* **DOKUMENT**
··········
Geleakte Dokumente von Wikileaks aus dem Jahr 2009 zeigen, dass der ukrainische Aussenminister Beschwerde bei US-Offiziellen einlegte, weil Edwards «Verhandlungen mit somalischen Piraten behindern» würde, die ein Schiff und seine Crew gekapert hatten. Eine Person, die damals mit Edwards zusammenarbeitete, sagte: «Das Problem mit ihr ist, man weiss nicht, was Fakt und was Fiktion ist.»

Im September 2019 sagte Edwards, USAerospace habe die Vermögenswerte der bankrotten isländischen Fluglinie Wow Air gekauft und sie würde bald wieder fliegen. Passierte bisher nicht.

Giuliani rief (angeblich) an

Was Trump über «Italygate» wusste, ist nicht bekannt. Die «Washington Post» zitiert eine Kontaktperson von Edwards, die Trump darüber informiert haben will und in Interviews behauptete, sie kenne einen Whistleblower der über gekaufte Wahlstimmen sprechen würde. Sie hätte einen Tag nach einem Gespräch mit Trump einen Anruf von dessen Anwalt Rudolph Giuliani (77) erhalten, der habe wissen wollen, was sie dafür verlange.

Die Zeitung zitiert mehrere anonyme «frühere Trump-Berater» die sich schockiert darüber zeigen, dass Meadows solche Verschwörungstheorien weiterleiten würde. Wie Meadows an den Brief von USAerospace kam, ist unklar.

«Italien wars»
··········
* **EXTRAHIERTE ZEILEN**
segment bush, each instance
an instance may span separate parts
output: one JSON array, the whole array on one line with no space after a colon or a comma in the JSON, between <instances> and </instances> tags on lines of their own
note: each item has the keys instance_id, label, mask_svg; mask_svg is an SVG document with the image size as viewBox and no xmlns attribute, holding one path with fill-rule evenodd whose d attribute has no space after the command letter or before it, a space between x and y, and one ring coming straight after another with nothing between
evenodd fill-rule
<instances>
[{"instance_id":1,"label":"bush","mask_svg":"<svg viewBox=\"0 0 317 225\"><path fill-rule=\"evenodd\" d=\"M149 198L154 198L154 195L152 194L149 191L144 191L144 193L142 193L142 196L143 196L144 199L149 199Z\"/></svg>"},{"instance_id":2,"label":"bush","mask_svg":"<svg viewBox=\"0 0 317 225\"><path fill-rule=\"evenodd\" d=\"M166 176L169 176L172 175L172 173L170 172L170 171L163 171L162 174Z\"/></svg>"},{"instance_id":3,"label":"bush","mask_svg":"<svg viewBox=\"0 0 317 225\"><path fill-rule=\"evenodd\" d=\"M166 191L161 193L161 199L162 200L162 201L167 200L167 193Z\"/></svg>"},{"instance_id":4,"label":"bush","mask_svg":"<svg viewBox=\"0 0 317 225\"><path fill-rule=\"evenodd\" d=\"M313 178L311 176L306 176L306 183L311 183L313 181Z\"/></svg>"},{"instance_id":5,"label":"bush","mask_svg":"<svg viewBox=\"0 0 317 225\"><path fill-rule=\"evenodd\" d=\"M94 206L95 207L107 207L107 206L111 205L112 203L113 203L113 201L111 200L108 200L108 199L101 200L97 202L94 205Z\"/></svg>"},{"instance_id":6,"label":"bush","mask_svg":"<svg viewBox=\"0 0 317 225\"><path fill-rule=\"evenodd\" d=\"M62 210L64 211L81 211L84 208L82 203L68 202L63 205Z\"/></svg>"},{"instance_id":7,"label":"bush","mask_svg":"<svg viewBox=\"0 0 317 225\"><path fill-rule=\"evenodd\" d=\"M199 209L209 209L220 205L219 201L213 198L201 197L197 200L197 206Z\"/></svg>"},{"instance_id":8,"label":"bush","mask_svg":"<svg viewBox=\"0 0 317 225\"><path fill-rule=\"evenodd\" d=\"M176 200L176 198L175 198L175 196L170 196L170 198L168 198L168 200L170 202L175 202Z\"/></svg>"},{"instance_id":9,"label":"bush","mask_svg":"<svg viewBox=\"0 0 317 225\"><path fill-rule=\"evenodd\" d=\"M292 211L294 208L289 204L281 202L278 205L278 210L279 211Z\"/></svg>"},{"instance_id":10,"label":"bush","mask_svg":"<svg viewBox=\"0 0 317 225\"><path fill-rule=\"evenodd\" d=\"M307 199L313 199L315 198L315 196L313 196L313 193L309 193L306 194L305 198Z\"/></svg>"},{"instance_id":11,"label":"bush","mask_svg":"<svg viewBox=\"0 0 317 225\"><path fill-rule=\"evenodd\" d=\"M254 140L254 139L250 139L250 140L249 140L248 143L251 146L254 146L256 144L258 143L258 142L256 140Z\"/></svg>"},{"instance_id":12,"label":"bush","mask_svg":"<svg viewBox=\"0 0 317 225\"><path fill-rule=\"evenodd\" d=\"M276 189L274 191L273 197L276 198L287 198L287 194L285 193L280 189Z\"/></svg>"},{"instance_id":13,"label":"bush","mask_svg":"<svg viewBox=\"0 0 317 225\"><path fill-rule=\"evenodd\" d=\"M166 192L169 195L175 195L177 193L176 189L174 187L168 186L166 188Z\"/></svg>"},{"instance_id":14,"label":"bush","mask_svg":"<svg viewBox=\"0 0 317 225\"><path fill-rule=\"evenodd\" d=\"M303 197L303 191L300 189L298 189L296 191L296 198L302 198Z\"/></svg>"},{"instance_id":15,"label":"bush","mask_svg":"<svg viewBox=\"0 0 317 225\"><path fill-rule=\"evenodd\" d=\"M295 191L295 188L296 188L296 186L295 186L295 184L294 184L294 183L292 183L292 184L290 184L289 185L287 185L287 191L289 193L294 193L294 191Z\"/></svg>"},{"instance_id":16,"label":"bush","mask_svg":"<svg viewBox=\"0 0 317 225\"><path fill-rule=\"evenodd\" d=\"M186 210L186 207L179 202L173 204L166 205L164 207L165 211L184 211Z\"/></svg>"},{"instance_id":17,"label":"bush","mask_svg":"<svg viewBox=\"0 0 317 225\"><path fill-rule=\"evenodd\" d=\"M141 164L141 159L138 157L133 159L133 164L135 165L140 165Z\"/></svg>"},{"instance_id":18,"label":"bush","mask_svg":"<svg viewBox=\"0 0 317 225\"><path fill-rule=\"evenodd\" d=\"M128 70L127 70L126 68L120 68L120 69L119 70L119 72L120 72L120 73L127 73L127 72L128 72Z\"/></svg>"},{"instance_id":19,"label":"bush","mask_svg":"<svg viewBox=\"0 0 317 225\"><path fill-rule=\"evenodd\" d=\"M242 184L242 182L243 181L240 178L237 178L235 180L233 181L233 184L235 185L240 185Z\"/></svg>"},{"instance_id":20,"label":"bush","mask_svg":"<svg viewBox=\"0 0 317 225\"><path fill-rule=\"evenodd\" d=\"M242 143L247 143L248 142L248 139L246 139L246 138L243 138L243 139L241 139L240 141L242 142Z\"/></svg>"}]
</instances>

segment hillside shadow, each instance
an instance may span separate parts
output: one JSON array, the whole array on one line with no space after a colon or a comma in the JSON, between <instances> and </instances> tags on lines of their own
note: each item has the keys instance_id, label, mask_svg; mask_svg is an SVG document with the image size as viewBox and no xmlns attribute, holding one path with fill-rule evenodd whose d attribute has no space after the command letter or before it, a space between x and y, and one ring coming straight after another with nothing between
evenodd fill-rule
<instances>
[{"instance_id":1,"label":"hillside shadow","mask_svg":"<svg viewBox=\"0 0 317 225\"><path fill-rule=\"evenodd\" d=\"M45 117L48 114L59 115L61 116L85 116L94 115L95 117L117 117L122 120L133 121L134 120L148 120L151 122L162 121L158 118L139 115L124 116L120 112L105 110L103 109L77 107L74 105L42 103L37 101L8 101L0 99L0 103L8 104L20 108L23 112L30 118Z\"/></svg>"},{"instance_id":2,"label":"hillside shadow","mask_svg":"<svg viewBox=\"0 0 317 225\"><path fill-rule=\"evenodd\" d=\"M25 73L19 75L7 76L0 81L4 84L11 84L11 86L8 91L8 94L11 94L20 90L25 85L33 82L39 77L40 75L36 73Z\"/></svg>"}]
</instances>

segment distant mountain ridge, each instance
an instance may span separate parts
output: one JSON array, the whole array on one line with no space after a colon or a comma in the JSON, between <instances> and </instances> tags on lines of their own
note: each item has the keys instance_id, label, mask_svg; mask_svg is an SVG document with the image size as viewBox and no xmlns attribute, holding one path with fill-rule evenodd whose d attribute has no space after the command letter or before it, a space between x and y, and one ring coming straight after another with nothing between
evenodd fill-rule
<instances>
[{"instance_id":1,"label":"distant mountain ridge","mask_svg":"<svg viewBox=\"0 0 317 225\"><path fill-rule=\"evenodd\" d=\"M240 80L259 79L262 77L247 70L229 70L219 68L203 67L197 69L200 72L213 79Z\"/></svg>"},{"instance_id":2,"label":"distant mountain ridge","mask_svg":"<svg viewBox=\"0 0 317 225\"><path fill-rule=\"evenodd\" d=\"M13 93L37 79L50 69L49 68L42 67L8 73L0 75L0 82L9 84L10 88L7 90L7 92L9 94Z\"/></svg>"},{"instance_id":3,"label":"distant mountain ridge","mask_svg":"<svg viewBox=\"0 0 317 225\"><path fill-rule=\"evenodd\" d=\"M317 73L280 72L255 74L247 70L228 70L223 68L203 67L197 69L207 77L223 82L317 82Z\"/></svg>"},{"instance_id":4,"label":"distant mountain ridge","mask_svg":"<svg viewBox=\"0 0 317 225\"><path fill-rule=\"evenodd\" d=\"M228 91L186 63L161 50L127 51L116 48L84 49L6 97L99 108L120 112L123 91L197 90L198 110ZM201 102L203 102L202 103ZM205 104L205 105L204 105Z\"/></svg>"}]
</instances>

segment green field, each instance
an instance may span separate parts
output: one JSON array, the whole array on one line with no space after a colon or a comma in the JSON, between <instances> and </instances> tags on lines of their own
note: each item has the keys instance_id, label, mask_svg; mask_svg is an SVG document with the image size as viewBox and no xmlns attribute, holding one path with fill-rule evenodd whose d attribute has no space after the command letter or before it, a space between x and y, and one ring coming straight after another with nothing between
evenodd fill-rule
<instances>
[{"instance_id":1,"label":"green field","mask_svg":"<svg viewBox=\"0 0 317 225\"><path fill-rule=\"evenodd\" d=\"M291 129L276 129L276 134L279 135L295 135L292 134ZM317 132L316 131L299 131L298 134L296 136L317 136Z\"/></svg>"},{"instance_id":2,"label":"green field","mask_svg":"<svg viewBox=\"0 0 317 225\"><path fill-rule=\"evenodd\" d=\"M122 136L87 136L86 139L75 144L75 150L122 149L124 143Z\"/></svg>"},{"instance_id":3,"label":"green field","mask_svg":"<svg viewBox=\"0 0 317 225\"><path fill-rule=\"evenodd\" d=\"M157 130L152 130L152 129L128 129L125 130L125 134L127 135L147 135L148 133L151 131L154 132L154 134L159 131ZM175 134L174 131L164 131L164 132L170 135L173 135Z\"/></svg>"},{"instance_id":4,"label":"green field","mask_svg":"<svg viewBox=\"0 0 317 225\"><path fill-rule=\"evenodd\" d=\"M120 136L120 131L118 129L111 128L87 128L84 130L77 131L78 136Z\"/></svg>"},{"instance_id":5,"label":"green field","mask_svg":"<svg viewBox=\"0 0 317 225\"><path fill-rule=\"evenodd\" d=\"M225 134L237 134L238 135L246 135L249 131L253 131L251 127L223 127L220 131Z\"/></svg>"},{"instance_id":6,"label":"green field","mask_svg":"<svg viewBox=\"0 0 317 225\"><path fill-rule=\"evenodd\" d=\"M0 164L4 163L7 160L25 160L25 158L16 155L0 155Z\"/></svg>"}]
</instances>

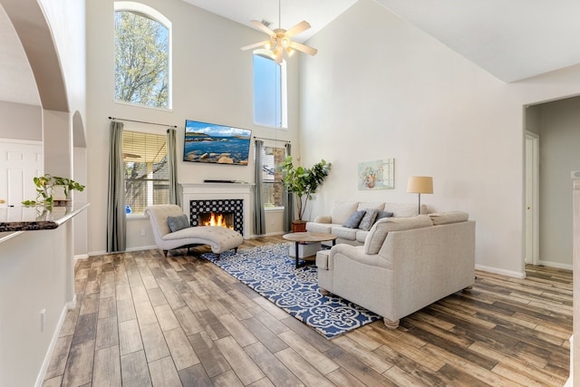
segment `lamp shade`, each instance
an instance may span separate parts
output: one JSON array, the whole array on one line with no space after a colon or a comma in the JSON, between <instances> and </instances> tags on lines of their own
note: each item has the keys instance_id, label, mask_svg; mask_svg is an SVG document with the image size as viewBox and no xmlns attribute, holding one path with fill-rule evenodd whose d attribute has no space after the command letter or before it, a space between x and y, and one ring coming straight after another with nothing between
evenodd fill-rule
<instances>
[{"instance_id":1,"label":"lamp shade","mask_svg":"<svg viewBox=\"0 0 580 387\"><path fill-rule=\"evenodd\" d=\"M407 181L409 193L433 193L433 178L430 176L411 176Z\"/></svg>"}]
</instances>

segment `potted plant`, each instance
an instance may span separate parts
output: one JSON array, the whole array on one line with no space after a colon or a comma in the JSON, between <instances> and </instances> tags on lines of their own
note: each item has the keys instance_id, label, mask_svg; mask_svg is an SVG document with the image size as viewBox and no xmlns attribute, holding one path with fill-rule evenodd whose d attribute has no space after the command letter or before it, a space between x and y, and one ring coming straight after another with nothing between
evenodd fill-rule
<instances>
[{"instance_id":1,"label":"potted plant","mask_svg":"<svg viewBox=\"0 0 580 387\"><path fill-rule=\"evenodd\" d=\"M292 162L292 156L288 156L282 165L284 171L283 183L289 192L295 194L296 207L298 208L298 219L292 222L294 232L305 231L306 222L303 220L308 199L316 192L318 186L322 185L324 178L328 176L331 163L322 160L313 165L312 168L295 167Z\"/></svg>"},{"instance_id":2,"label":"potted plant","mask_svg":"<svg viewBox=\"0 0 580 387\"><path fill-rule=\"evenodd\" d=\"M33 180L36 186L36 192L38 192L36 200L24 200L22 202L24 206L34 206L37 204L52 206L53 204L66 203L70 191L74 189L82 191L84 189L83 185L77 183L72 179L51 176L48 173L44 176L34 177ZM60 189L64 198L59 197L58 198L54 198L55 189Z\"/></svg>"}]
</instances>

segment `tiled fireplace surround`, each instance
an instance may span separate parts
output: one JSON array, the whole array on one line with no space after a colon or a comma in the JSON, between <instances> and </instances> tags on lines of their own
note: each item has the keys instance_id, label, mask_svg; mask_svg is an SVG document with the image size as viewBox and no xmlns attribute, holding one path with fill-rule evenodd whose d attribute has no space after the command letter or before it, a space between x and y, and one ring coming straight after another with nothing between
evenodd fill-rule
<instances>
[{"instance_id":1,"label":"tiled fireplace surround","mask_svg":"<svg viewBox=\"0 0 580 387\"><path fill-rule=\"evenodd\" d=\"M227 199L229 200L227 207L234 207L236 208L240 207L238 204L239 201L237 200L241 200L243 219L238 218L238 220L235 220L234 227L238 231L240 227L243 228L242 236L245 239L250 237L250 198L252 192L252 186L250 184L192 183L181 184L181 188L183 191L183 212L189 218L189 221L192 220L191 200L223 201L224 199ZM194 203L194 207L198 206L201 207L202 204Z\"/></svg>"}]
</instances>

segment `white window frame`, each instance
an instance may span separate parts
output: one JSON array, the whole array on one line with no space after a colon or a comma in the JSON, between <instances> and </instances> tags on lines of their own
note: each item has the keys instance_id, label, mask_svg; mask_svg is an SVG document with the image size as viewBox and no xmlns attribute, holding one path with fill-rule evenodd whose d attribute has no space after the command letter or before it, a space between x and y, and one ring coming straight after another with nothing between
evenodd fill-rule
<instances>
[{"instance_id":1,"label":"white window frame","mask_svg":"<svg viewBox=\"0 0 580 387\"><path fill-rule=\"evenodd\" d=\"M169 19L165 17L163 14L156 10L155 8L151 8L150 6L145 5L140 3L136 3L132 1L116 1L114 2L114 12L117 11L128 11L128 12L135 12L146 15L151 19L156 20L158 23L160 23L167 28L168 34L168 94L167 94L167 106L163 108L156 107L156 106L148 106L141 105L137 103L128 102L126 101L118 101L113 97L113 101L117 103L127 104L130 106L139 106L147 109L154 109L154 110L161 110L161 111L172 111L173 110L173 24ZM114 15L114 14L113 14ZM116 45L113 42L113 47L117 50ZM115 72L114 63L113 63L113 73ZM113 77L113 91L115 90L115 79ZM114 95L114 92L113 92Z\"/></svg>"}]
</instances>

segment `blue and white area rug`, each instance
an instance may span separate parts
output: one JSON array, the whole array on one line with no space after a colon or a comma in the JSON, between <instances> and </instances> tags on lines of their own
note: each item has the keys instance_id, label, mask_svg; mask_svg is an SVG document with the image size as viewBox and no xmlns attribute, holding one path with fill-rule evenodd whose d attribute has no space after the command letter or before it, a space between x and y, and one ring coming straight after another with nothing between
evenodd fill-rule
··········
* **AUFGABE 1**
Gib aus dem Dokument den Teil wörtlich wieder, der mit den Worten „Die Zeitung zitiert“ beginnt und mit „kam, ist unklar.“ endet.
* **AUFGABE 2**
Wessen Vermögenswerte hat USAerospace laut Edwards im Dokument gekauft?

* **ANTWORT 1**
Die Zeitung zitiert mehrere anonyme «frühere Trump-Berater» die sich schockiert darüber zeigen, dass Meadows solche Verschwörungstheorien weiterleiten würde. Wie Meadows an den Brief von USAerospace kam, ist unklar.

* **ANTWORT 2**
Die der bankrotten isländischen Fluglinie Wow Air.